- Article

Best Places to See Giant Pandas in ChinaDernière mise à jour le 2018-08-11
Unmistakable and un“bear”ably cute, the giant panda is China’s most iconic non-human resident and a national symbol. Beloved by people all over the world, seeing a giant panda in China is near the top of many visitors’ lists. While intensive conservation efforts have lifted the giant panda from “endangered” to “vulnerable,” seeing this naturally shy bear in the wild is still a rarity. Fortunately, there are several zoos, parks, and breeding centers in China where you can see one of these big furballs up close. Below are our top four recommended spots to visit if panda seeking is on your itinerary while in China.
Chengdu Research Base of Giant Panda Breeding
Chengdu is the capital of Sichuan province in the southwest of China and is commonly considered the panda capital of the world. It is famously home to the Chengdu Giant Panda Breeding Research Base, one of the most popular destinations for panda lovers. As its name suggests, this research base focuses on giant panda breeding, part of the broader conservation effort that has been responsible for the increase in China’s panda population in recent years. Located in the northern suburbs of the city, the center is easily accessible and is home to dozens of giant pandas, including a baby panda house and a large panda museum. The center’s goal is to mimic the panda’s natural environment with the hopes of one day releasing its wards into the wild. For that reason, visiting the Chengdu Research Base, and any panda sanctuary in the Chengdu area, is a great option if you want to see pandas in what’s close to their natural habitat. Please note that the Chengdu Research Base does not allow visitors to hold or take pictures with its pandas.
Bifengxia Panda Base
This panda sanctuary is part of the Wolong Nature Reserve, a protected area that covers over 200,000 hectares of land about 2 hours, or 140 km, west of Chengdu. After the main Wolong Panda Breeding Center suffered severe damage as a result of the 2008 Sichuan earthquake, many of its residents and operations were transferred to Bifengxia Panda Base, which now has a population of over 50 pandas. Bifengxia is the largest and most popular outpost of the Wolong Nature Reserve but less crowded than the Chengdu Research Base in the city itself. Here, visitors can watch staff feed and care for cubs in the panda nursery, all within the idyllic setting of a waterfall-filled valley. Although visitors are not able to hold baby pandas at Bifengxia, the center still provides unique views of the animals in a beautiful locale.

- Data provided
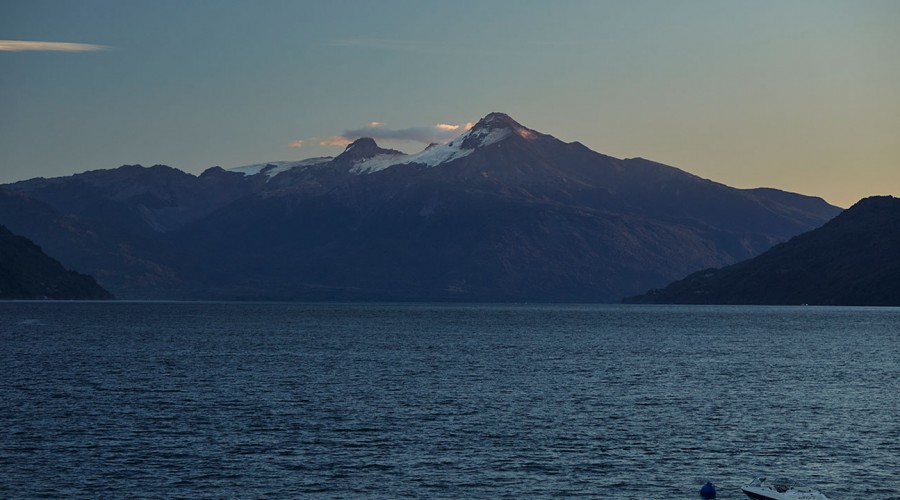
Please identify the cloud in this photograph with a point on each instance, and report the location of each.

- What to work on
• a. From the giant panda article, copy word for word the passage starting at "Best Places to" and ending at "while in China.".
• b. Answer these questions using the giant panda article:
(i) Chengdu is the capital of which province?
(ii) How far west of Chengdu does the article place the Wolong Nature Reserve?
(iii) What event severely damaged the main Wolong Panda Breeding Center?

- Responses to the tasks
• a.
Best Places to See Giant Pandas in ChinaDernière mise à jour le 2018-08-11
Unmistakable and un“bear”ably cute, the giant panda is China’s most iconic non-human resident and a national symbol. Beloved by people all over the world, seeing a giant panda in China is near the top of many visitors’ lists. While intensive conservation efforts have lifted the giant panda from “endangered” to “vulnerable,” seeing this naturally shy bear in the wild is still a rarity. Fortunately, there are several zoos, parks, and breeding centers in China where you can see one of these big furballs up close. Below are our top four recommended spots to visit if panda seeking is on your itinerary while in China.

• b.
(i) Sichuan
(ii) About 2 hours, or 140 km
(iii) The 2008 Sichuan earthquake